* Start Reading passage *

Verse 12. For we commend not ourselves again unto you. This refers to what he had said in the previous verse. He had there said that he had such a consciousness of integrity that he could appeal to God, and that he was persuaded that the Corinthians also approved his course, or admitted that he was influenced by right motives. He here states the reason why he had said this. It was not to commend himself to them. It was not to boast of his own character, nor was it in order to secure their praise or favour. Some might be disposed to misrepresent all that Paul said of himself, and to suppose that it was said for mere vain-glory, or the love of praise. He tells them, therefore, that his sole aim was necessary self-defence, and in order that they might have the fullest evidence that he, by whom they had been converted, was a true apostle; and that he whom they regarded as their friend and father in the gospel was a man of whom they need not be ashamed.

* End Reading passage *

What is asked → Write the next part of the Bible commentary on Verse 12, picking up after its final sentence. The data that follows comes from an unrelated source.

* Start Material shown *

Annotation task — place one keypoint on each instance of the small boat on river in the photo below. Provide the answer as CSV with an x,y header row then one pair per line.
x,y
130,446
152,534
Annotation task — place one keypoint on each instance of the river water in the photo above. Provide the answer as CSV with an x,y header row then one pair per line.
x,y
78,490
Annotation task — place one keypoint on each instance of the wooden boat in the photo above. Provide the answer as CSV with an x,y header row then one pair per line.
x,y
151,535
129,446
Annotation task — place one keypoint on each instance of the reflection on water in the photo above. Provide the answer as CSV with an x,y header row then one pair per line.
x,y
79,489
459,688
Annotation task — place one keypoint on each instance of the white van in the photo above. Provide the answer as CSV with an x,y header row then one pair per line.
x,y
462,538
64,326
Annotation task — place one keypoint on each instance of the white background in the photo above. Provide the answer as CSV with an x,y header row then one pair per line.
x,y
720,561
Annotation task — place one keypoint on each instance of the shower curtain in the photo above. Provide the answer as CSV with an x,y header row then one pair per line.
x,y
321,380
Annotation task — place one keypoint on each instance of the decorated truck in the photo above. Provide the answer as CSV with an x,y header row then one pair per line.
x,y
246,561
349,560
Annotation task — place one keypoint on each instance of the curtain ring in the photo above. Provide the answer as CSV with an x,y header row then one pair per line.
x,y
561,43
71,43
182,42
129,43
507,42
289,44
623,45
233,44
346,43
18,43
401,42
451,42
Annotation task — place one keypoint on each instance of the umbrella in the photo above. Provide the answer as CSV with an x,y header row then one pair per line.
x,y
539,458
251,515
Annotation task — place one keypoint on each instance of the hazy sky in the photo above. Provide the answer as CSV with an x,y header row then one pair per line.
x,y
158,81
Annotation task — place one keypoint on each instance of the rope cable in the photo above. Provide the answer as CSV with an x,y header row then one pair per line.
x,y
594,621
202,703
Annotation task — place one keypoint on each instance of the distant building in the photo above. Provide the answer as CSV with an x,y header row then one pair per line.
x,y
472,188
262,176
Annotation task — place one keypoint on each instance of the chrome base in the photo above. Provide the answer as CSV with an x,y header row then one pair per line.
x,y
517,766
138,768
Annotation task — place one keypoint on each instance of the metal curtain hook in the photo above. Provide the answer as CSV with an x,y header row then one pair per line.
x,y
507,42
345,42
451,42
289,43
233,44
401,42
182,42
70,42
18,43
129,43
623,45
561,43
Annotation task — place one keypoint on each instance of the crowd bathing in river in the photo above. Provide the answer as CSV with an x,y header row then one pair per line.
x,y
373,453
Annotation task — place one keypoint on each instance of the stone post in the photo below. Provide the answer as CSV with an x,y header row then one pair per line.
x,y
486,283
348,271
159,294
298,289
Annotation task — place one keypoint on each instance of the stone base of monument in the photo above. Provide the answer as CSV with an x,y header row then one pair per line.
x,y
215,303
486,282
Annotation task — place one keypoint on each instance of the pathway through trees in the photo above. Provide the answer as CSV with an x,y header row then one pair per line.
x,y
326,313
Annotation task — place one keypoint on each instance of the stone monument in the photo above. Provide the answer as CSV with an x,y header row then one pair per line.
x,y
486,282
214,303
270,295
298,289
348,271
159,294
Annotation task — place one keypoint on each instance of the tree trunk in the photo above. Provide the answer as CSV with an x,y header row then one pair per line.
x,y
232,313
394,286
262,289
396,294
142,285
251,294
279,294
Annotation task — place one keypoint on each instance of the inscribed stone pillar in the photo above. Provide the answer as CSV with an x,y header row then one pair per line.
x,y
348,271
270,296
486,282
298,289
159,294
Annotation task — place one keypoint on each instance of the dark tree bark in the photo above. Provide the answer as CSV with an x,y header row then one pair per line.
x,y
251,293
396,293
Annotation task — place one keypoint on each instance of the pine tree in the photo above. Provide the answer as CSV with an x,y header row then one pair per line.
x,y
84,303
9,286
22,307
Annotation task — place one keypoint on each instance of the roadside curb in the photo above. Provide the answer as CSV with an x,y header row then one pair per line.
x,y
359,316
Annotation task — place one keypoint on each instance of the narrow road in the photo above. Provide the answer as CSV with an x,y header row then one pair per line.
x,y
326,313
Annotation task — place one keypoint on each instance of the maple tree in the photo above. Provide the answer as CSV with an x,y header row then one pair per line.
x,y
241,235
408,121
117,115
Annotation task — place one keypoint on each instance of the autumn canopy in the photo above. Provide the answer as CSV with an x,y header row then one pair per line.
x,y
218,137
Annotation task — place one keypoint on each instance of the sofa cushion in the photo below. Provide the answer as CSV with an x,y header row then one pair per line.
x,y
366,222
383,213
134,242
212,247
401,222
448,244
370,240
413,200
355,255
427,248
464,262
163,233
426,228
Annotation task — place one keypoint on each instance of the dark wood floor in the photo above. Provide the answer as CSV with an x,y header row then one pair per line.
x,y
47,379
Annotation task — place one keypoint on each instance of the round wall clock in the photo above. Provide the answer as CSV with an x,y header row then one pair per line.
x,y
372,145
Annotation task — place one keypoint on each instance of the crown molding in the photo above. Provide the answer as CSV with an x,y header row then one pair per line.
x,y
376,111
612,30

* End Material shown *

Exercise answer →
But give you occasion. This is a very happy turn of expression. The sense is, "You have been converted under my labours. You profess to regard me as your spiritual father and friend. I have no reason to doubt of your attachment to me. Yet you often hear my name slandered, and hear me accused of wanting the evidence of being an apostle, and of being vain-glorious, and self-seeking. I know your desire to vindicate my character, and to show that you are my friends; I therefore say these things in regard to myself in order that. you may be thus able to show your respect for me, and to vindicate me from the false and slanderous accusations of my enemies. Thus doing, you will be able to answer them; to show that the man whom you thus respect is worthy of your confidence and esteem."

On your behalf. For your own benefit, or as it were in self-vindication for adhering to me, and evincing attachment to me,"

That ye may have somewhat to answer them. That you may be furnished with a ready reply when you are charged with adhering to a man who has no claims to the apostleship,'or who is slandered in any other way.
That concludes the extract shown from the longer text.